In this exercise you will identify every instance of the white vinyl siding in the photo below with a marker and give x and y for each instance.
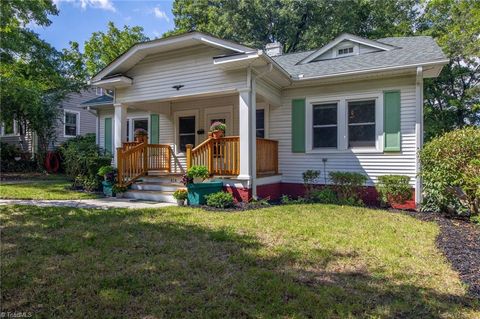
(373, 164)
(155, 75)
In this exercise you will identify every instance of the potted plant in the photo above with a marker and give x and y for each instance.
(197, 190)
(180, 195)
(218, 129)
(198, 173)
(141, 135)
(108, 174)
(119, 191)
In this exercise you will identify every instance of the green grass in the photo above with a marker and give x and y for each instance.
(305, 261)
(44, 187)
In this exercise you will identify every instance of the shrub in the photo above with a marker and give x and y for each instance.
(82, 159)
(180, 194)
(324, 196)
(219, 200)
(8, 163)
(448, 163)
(394, 189)
(347, 185)
(198, 171)
(310, 178)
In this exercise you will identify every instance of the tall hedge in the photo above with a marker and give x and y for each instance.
(447, 163)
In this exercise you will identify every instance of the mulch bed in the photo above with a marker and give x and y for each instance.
(459, 240)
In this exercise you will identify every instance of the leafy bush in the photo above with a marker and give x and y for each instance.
(310, 178)
(450, 172)
(394, 189)
(347, 185)
(219, 200)
(198, 171)
(324, 196)
(82, 159)
(8, 163)
(180, 194)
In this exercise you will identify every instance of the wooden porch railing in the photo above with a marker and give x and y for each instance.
(222, 156)
(134, 161)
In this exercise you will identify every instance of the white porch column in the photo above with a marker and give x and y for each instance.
(418, 134)
(120, 130)
(245, 130)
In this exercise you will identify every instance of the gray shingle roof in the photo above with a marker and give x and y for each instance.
(99, 100)
(411, 50)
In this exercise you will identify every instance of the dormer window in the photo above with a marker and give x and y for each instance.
(345, 51)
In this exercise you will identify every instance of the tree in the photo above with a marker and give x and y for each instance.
(453, 99)
(34, 76)
(102, 48)
(298, 25)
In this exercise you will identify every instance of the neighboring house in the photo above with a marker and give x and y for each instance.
(74, 121)
(353, 105)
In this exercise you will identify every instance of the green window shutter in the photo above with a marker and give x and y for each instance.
(391, 122)
(154, 129)
(298, 126)
(108, 135)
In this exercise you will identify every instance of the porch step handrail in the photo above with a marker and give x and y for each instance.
(134, 162)
(222, 156)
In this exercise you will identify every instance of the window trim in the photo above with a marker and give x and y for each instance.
(313, 126)
(342, 122)
(176, 116)
(15, 133)
(77, 113)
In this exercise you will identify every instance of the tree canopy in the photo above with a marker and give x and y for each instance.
(104, 47)
(34, 76)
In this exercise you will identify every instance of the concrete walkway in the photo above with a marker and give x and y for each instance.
(100, 203)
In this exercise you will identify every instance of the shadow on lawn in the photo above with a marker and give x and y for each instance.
(139, 264)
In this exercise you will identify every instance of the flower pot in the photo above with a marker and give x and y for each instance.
(141, 138)
(197, 192)
(107, 188)
(217, 134)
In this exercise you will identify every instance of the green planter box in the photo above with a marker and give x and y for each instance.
(107, 189)
(197, 191)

## Activity:
Should there be pictures in the data, leave them out and return the rest exactly.

## The answer:
In this exercise you will identify every instance of the white vinyl siding in the photo below with a marker and give x and y for each instance.
(373, 164)
(155, 75)
In this exercise you will identify every instance of the potted plant in the photo above with a marker and give x and y for each instance.
(197, 190)
(180, 195)
(218, 129)
(198, 173)
(141, 135)
(108, 174)
(119, 191)
In this exercise you will identify every instance of the green grass in the photo above with a marker and give x and y for each instance.
(305, 261)
(44, 187)
In this exercise you will identify every instance of the shrub in the photo above with a marker and give x and y for each instance.
(82, 159)
(180, 194)
(324, 196)
(219, 200)
(8, 163)
(448, 163)
(394, 189)
(347, 185)
(198, 171)
(310, 178)
In this exercise you will identify every instance of the tall hedge in the photo above with a marker and give x and y for each instance.
(447, 163)
In this exercise you will identify every instance of the mulch bed in the photo above with a marker and give x and y for each instance.
(459, 240)
In this exercise you will identify every instance of the leafy bush in the photo above with a marker and give x and y for each instance.
(310, 178)
(450, 172)
(394, 189)
(347, 185)
(219, 200)
(198, 171)
(324, 196)
(82, 159)
(8, 163)
(180, 194)
In this exercise you will identify every instance of the wooden porch railing in the photo above with a marker and give x and y for each instance.
(222, 156)
(134, 161)
In this exercise you will identify every instance of the white porch column in the photo above with a marker and give x and y for each instance.
(418, 134)
(120, 130)
(245, 130)
In this exercise you will identify every instance of the gray shingle roof in the photo above with a marker and give x and y for each instance.
(99, 100)
(411, 50)
In this exercise you will identify every instance of the dormer window in the photo above with a marker and give x and y for each instance.
(345, 51)
In this exercise you will identify every instance of the tree in the photo above with a marker and give x and y for each instance.
(453, 99)
(34, 76)
(102, 48)
(298, 25)
In this exercise you will identify every instance of the neighboring house in the photo above with a marker and give x and y for each instance.
(74, 121)
(353, 105)
In this exercise you will identify every instance of the green window shutter in the photo above with a marker and give x and y for each instance.
(391, 122)
(154, 129)
(298, 126)
(108, 135)
In this exercise you will identify every instance of the porch step handrail in the photo above with a marker and give x and y for each instance.
(134, 162)
(222, 156)
In this exercise you will identify every instance of the window trim in the photo above with a marker and give x and y for each instance.
(313, 126)
(342, 122)
(176, 116)
(15, 133)
(77, 113)
In this exercise you will identify every instance of the tree canopy in the photo above with a marker and give x and y for each instance.
(104, 47)
(34, 76)
In this exercise you will identify every instance of the concrete walkway in the photo above with a marker and give x and y for each instance.
(100, 203)
In this exercise you will identify every instance of the shadow on lawn in the photo above with a marker and give x and y for each instance.
(139, 264)
In this exercise you will identify every instance of the flower pot in the photo above with a marker and give x and y for each instance.
(141, 138)
(197, 192)
(107, 188)
(217, 134)
In this exercise you will identify every instance of the green planter box in the photo above with a marker and give x and y for each instance.
(107, 189)
(197, 191)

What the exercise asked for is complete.